## The problem
Using the listing below, please print exactly the lines from the one with "point(11, 188)" through the one with "point(225, 90)". Leave out every picture.

## Exercise materials
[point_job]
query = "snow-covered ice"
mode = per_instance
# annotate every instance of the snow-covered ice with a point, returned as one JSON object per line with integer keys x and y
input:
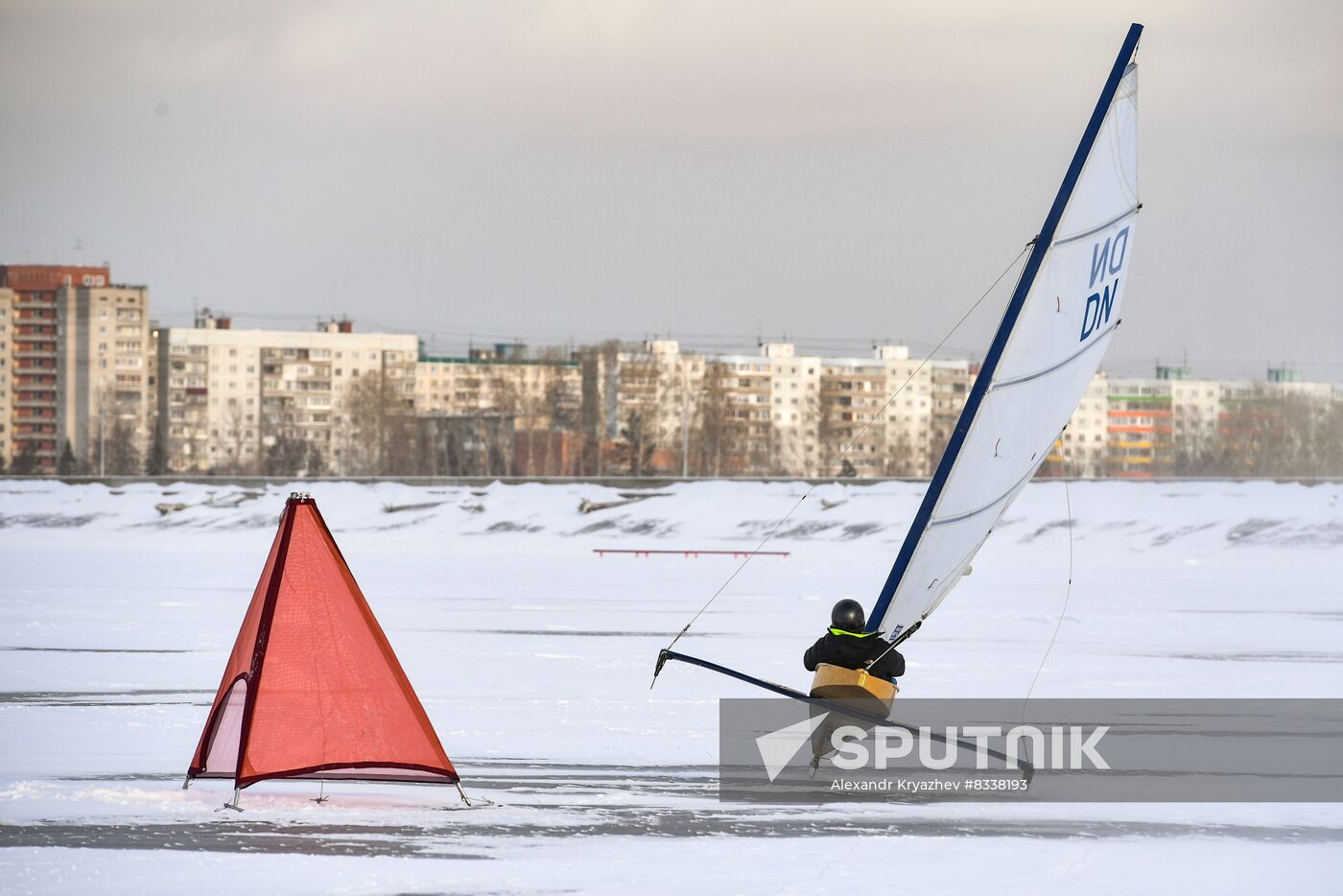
{"x": 533, "y": 654}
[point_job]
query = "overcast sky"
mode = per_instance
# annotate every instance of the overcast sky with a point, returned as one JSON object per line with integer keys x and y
{"x": 836, "y": 172}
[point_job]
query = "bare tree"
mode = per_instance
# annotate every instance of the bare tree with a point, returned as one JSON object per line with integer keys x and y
{"x": 378, "y": 429}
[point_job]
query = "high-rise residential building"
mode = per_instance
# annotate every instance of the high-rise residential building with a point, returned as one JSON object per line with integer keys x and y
{"x": 34, "y": 344}
{"x": 1142, "y": 426}
{"x": 658, "y": 389}
{"x": 539, "y": 392}
{"x": 788, "y": 413}
{"x": 795, "y": 402}
{"x": 6, "y": 373}
{"x": 227, "y": 396}
{"x": 1083, "y": 449}
{"x": 104, "y": 396}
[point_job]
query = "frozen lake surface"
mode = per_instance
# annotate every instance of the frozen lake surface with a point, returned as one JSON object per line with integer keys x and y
{"x": 533, "y": 654}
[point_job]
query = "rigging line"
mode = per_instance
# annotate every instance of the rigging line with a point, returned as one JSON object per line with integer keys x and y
{"x": 855, "y": 440}
{"x": 1068, "y": 593}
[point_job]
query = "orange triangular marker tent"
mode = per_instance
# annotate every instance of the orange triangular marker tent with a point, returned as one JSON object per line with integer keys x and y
{"x": 312, "y": 688}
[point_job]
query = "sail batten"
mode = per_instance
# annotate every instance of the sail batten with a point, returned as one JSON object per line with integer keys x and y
{"x": 1048, "y": 345}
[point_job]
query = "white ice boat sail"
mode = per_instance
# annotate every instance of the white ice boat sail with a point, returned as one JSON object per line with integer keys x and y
{"x": 1053, "y": 333}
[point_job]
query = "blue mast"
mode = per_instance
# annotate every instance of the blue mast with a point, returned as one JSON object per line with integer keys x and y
{"x": 986, "y": 373}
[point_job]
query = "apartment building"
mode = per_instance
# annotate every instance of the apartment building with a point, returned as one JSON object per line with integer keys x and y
{"x": 789, "y": 413}
{"x": 34, "y": 352}
{"x": 6, "y": 372}
{"x": 537, "y": 392}
{"x": 1083, "y": 450}
{"x": 228, "y": 395}
{"x": 105, "y": 402}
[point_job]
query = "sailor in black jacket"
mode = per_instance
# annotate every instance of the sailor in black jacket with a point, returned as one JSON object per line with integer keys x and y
{"x": 849, "y": 647}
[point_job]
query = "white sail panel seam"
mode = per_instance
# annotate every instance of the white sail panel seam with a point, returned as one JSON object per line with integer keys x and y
{"x": 1002, "y": 497}
{"x": 1068, "y": 360}
{"x": 1096, "y": 230}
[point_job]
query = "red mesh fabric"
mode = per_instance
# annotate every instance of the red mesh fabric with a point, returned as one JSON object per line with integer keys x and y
{"x": 328, "y": 691}
{"x": 239, "y": 661}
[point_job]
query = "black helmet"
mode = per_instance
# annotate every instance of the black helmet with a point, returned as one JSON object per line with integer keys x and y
{"x": 848, "y": 617}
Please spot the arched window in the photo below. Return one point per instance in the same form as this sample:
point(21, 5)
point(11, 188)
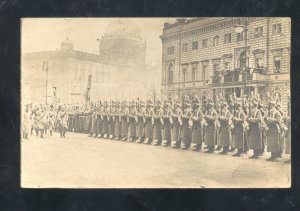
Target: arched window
point(170, 74)
point(243, 59)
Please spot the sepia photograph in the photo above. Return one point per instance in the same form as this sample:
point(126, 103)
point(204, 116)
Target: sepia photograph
point(195, 102)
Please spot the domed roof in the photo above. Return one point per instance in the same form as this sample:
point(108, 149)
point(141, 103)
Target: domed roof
point(124, 28)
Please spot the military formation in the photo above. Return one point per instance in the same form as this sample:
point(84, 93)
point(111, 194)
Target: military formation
point(236, 125)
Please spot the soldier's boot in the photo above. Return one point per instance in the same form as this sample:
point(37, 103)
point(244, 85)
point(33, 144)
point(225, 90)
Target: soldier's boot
point(273, 156)
point(218, 148)
point(42, 133)
point(231, 149)
point(210, 149)
point(225, 150)
point(239, 153)
point(255, 154)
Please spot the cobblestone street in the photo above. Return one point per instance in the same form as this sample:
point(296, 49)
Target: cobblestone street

## Response to the task
point(11, 188)
Target: arched window
point(170, 74)
point(243, 59)
Please spot the sepia photograph in the photo above. Return one point per instance in the same form as this sample:
point(126, 103)
point(204, 116)
Target: sepia photograph
point(195, 102)
Please spot the domed roof in the photo above. Return one point per instance in the same form as this sample:
point(108, 149)
point(141, 103)
Target: domed roof
point(124, 28)
Please spot the military formation in the photo above. Return one point per instance in the same form as this sample:
point(84, 93)
point(111, 194)
Target: military formation
point(236, 125)
Please spot the soldier's boot in the photo above. Return one point per instance in the same form as this sample:
point(37, 103)
point(244, 85)
point(33, 144)
point(225, 90)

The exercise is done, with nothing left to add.